Page extract:
--- START ---

Kids and COVID-19 resilience: How much stress is too much?
Global News
Experts weigh in on the impact of the pandemic on Canada's children, from isolation to masking to mental health.
As any parent can attest, one thing that’s helped push them through the hardships of the COVID-19 pandemic has been a promise, and sometimes a prayer: “Kids are resilient. They will be OK.”
The line has been fed to guardians and caregivers worldwide, by doctors, politicians and well-meaning sympathetic onlookers.
But as the pandemic drags on, having just passed its two-year anniversary, is it really that simple? Is there a limit to a child’s resilience?
Before considering resilience, Sheri Madigan, a clinical psychologist and Director of the Determinants of Child Development Lab at the University of Calgary, says we need to first look at how the pandemic has affected the mental health of children and adolescents over the past two years.
“When we look at how kids were doing pre-pandemic and how they’re doing during the pandemic, we (are) seeing higher rates of depression, anxiety and eating disorders,” Madigan told Global News, pointing to her recent work that examined how more than 80,000 youth worldwide were coping approximately a year-and-a-half into the pandemic.

--- END ---

Dataset excerpts:
--- START ---

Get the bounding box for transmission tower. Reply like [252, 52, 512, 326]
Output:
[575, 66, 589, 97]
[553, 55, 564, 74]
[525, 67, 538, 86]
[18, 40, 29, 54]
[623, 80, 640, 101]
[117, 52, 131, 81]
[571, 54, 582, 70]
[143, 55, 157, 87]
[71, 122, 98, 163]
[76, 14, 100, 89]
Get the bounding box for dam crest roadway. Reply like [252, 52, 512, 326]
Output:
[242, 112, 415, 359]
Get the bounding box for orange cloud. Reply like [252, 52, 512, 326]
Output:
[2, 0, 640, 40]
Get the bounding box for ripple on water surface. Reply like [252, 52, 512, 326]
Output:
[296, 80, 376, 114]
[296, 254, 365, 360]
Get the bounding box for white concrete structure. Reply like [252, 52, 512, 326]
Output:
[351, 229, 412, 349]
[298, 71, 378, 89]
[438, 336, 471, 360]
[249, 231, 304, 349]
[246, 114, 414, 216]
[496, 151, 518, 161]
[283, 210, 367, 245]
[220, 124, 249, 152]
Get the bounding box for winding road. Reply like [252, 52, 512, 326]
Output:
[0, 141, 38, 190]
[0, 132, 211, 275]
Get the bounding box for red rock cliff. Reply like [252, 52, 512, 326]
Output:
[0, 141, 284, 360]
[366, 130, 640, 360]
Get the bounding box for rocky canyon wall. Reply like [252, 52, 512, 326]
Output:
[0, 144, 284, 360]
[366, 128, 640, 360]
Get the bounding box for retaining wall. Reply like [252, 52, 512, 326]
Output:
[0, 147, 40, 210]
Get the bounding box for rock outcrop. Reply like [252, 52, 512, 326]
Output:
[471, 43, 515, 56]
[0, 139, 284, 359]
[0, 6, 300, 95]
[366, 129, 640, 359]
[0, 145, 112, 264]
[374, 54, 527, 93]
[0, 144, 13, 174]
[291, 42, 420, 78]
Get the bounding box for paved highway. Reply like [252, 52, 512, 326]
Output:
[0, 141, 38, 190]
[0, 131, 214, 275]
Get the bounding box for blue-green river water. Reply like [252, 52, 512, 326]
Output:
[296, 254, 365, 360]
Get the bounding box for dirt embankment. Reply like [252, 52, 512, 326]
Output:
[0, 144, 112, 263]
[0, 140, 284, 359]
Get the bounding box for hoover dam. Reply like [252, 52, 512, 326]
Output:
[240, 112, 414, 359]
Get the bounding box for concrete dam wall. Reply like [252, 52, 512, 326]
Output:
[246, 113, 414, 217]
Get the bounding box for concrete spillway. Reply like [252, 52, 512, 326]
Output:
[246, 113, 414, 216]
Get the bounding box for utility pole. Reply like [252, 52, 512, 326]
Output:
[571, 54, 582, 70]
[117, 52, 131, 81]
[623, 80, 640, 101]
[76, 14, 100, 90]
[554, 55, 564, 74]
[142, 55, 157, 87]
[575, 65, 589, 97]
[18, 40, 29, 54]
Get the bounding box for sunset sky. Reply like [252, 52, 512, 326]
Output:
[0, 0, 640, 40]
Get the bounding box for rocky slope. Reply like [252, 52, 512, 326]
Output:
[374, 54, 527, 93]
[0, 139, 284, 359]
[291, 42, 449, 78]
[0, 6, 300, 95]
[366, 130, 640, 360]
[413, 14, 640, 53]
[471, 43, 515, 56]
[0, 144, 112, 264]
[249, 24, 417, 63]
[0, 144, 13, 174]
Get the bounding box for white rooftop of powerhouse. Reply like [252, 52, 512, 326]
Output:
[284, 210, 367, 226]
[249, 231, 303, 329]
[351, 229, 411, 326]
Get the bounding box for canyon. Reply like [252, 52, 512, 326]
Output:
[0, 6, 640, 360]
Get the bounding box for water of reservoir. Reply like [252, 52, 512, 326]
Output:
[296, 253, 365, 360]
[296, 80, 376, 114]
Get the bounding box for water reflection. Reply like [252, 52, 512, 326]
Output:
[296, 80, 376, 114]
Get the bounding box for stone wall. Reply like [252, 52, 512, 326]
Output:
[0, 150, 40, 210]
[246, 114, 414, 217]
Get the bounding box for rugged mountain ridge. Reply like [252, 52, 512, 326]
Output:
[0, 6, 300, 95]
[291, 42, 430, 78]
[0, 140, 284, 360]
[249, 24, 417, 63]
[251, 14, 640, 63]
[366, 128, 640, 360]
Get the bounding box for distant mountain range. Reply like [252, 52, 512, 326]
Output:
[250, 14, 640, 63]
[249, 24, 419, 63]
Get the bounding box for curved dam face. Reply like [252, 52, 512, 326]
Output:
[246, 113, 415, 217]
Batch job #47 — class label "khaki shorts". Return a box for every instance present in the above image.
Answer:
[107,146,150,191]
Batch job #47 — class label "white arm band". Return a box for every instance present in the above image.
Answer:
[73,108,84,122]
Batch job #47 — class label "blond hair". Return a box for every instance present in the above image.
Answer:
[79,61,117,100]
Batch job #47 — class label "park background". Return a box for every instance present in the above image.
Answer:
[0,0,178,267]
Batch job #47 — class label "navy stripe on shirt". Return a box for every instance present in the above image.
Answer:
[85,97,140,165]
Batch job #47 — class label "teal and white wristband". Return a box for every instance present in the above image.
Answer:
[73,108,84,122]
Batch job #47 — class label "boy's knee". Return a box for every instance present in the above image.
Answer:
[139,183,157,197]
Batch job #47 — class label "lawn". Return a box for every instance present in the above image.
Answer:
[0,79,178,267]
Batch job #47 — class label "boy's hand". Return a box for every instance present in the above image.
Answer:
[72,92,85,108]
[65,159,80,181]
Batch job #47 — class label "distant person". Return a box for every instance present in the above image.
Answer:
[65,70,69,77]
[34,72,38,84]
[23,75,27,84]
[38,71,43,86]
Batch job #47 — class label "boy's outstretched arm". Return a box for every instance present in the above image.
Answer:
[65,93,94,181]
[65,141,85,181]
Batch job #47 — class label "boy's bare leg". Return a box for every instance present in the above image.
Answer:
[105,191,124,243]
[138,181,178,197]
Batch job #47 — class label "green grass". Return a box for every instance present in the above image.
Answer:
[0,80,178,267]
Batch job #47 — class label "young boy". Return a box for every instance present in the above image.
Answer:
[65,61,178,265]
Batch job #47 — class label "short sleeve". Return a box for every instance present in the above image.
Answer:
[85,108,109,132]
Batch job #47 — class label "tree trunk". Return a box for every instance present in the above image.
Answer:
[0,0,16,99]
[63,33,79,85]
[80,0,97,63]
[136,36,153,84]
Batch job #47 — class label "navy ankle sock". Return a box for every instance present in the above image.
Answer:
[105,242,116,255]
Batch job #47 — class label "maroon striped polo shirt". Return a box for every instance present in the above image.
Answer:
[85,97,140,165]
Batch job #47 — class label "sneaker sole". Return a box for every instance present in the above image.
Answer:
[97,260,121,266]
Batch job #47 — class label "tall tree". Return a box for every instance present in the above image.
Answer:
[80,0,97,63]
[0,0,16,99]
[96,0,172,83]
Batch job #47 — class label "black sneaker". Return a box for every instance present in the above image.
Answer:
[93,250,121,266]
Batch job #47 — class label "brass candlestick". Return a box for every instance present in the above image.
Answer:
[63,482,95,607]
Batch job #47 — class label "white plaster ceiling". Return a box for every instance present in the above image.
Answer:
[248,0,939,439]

--- END ---

What to work on:
a – In two sentences, how would you summarize the article on kids and COVID-19 resilience?
b – Can you print the article on kids and COVID-19 resilience from "Kids and COVID-19" up to and including "well-meaning sympathetic onlookers."?
c – What comes next in the article on kids and COVID-19 resilience? Continue it from where it stops.

Answers to the problems:
a – Guardians and caregivers have been told by doctors, politicians and onlookers that kids are resilient and will be OK, but with the pandemic past its two-year anniversary, the article asks whether a child's resilience has a limit. Clinical psychologist Sheri Madigan of the University of Calgary says the pandemic's effect on young people's mental health must be looked at first, and she points to her research on more than 80,000 youth worldwide showing higher rates of depression, anxiety and eating disorders than before the pandemic.

b –
Kids and COVID-19 resilience: How much stress is too much?
Global News
Experts weigh in on the impact of the pandemic on Canada's children, from isolation to masking to mental health.
As any parent can attest, one thing that’s helped push them through the hardships of the COVID-19 pandemic has been a promise, and sometimes a prayer: “Kids are resilient. They will be OK.”
The line has been fed to guardians and caregivers worldwide, by doctors, politicians and well-meaning sympathetic onlookers.

c –
The study, titled Global Prevalence of Depressive and Anxiety Symptoms in Children and Adolescents During COVID-19: A Meta-analysis, found that the prevalence of depression and anxiety symptoms in children and adolescents has doubled when compared to pre-pandemic estimates.
“In disasters like the pandemic, although some people use the notion of ‘bouncing back’ as being equivalent to ‘resilience,’ we have moved away from that simplistic idea of resilience,” says Robin Cox, a professor in the Disaster and Emergency Management graduate programs at Royal Roads University.
“In a disaster we talk about resilience as more the ability to anticipate what is going to happen and the ability to weather it and continue to function as more changes are happening.”